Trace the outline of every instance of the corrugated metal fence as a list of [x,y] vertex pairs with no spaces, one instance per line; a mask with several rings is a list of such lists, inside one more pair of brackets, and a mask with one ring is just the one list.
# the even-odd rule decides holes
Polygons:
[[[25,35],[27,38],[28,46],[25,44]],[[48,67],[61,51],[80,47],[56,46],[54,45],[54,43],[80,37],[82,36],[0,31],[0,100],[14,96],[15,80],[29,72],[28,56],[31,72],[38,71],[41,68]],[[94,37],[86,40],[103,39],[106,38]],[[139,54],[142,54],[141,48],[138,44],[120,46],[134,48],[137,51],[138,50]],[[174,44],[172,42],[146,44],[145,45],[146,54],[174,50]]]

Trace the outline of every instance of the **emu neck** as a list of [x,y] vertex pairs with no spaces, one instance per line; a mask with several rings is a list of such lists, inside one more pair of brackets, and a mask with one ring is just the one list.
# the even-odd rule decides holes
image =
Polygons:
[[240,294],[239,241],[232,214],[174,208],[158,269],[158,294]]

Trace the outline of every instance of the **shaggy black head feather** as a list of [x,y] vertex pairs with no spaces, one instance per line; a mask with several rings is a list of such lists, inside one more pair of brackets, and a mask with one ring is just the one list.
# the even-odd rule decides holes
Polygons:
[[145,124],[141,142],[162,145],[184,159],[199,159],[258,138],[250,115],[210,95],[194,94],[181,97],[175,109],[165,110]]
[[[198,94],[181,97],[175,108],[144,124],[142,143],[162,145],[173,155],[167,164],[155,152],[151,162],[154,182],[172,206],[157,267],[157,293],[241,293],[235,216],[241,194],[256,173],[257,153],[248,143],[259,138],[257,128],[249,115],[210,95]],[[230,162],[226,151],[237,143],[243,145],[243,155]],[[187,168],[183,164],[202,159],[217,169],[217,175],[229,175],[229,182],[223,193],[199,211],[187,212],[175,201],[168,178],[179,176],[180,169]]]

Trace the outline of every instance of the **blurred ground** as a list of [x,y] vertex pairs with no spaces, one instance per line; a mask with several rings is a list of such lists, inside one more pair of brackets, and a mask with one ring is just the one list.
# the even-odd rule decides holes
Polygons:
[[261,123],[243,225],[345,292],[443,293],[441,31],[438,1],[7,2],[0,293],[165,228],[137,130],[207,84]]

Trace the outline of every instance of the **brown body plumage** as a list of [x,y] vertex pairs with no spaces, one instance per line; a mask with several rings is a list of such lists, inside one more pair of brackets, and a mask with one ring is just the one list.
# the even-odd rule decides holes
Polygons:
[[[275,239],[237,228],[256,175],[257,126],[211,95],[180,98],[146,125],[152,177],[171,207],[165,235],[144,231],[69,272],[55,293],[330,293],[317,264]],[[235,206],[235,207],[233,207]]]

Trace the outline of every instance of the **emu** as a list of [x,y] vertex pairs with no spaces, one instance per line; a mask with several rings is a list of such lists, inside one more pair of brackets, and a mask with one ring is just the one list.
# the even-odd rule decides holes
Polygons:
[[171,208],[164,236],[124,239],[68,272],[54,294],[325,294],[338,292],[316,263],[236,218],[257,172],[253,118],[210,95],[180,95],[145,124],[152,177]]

• _TASK BRIEF_
Rewrite all of the material above as a numbered list, one line per item, and leave out the blank lines.

• _COMPLETE ANSWER_
1. Trace the outline of every instance of the corrugated metal fence as a list of [x,y] vertex pairs with no spaces, one instance per line; a mask with several rings is a list of such lists, inside one more pair of brackets, and a mask with one ring is just the one list.
2. # the even-odd rule decides holes
3. Polygons:
4. [[[25,35],[27,38],[28,46],[25,44]],[[48,67],[61,51],[80,47],[56,46],[54,45],[54,43],[80,37],[82,36],[0,31],[0,100],[14,96],[15,80],[29,72],[28,56],[31,72],[38,71],[41,68]],[[94,37],[86,40],[103,39],[106,38]],[[139,54],[142,54],[141,48],[138,44],[120,46],[134,48],[137,51],[138,50]],[[174,44],[172,42],[146,44],[145,45],[146,54],[174,50]]]
5. Trace the outline of every instance of the **emu neck** as a list of [x,y] vertex pairs with no spaces, one instance per line; a mask with several rings is a list of such lists, inside one more pair of brackets, and a mask with one ring is just the one list.
6. # the even-odd rule decides holes
7. image =
8. Polygons:
9. [[240,294],[239,241],[232,214],[174,208],[158,269],[158,294]]
10. Trace the outline of every instance of the **shaggy black head feather** as a list of [x,y] vertex pairs with no spaces, one instance per line; a mask with several rings is a list of such lists, inside one more pair of brackets, and a mask with one ring is just the one list.
11. # the even-odd rule decides holes
12. Polygons:
13. [[145,124],[141,142],[162,145],[184,159],[199,159],[258,138],[250,115],[210,95],[194,94],[181,97],[175,109],[165,110]]
14. [[[198,94],[181,97],[175,108],[144,124],[142,143],[162,145],[173,155],[167,164],[155,152],[151,162],[154,182],[172,206],[157,267],[157,293],[241,293],[235,216],[241,194],[256,173],[257,153],[248,143],[259,138],[257,128],[249,115],[210,95]],[[230,162],[226,151],[237,143],[243,145],[243,155]],[[187,168],[183,164],[202,159],[217,169],[217,175],[229,175],[229,182],[223,193],[199,211],[187,212],[175,201],[168,178],[179,176],[180,169]]]
15. Trace the outline of every instance of the **blurred ground** as a list of [x,y] vertex pairs with no spaces, one instance per line; a mask with several rings is a list of such lists, inside one more pair of brackets, and a mask with one ring is just the one list.
16. # the even-odd rule decides holes
17. Polygons:
18. [[261,123],[243,225],[345,292],[443,293],[441,31],[438,1],[7,2],[0,293],[165,228],[137,130],[207,84]]
19. Trace the outline of every instance of the **brown body plumage** as a list of [x,y] vertex pairs with no spaces, one instance per line; a mask with several rings is a list of such lists, inside one more pair of brackets, and a mask with one ring is just the one list.
20. # the even-odd rule decides holes
21. Polygons:
22. [[[275,239],[237,228],[256,175],[257,126],[211,95],[180,98],[146,125],[152,177],[171,207],[165,235],[144,231],[69,272],[55,293],[330,293],[317,264]],[[235,206],[235,207],[233,207]]]
23. Trace the outline of every instance of the **emu** as a list of [x,y] vertex pairs with no spaces, one instance per line; a mask with several rings is a list of such lists, inside one more pair of brackets, and a mask with one ring is just the one list.
24. # the even-odd rule decides holes
25. Polygons:
26. [[171,208],[164,236],[124,239],[68,272],[54,294],[325,294],[338,292],[316,263],[236,218],[257,172],[253,118],[210,95],[180,95],[145,124],[152,177]]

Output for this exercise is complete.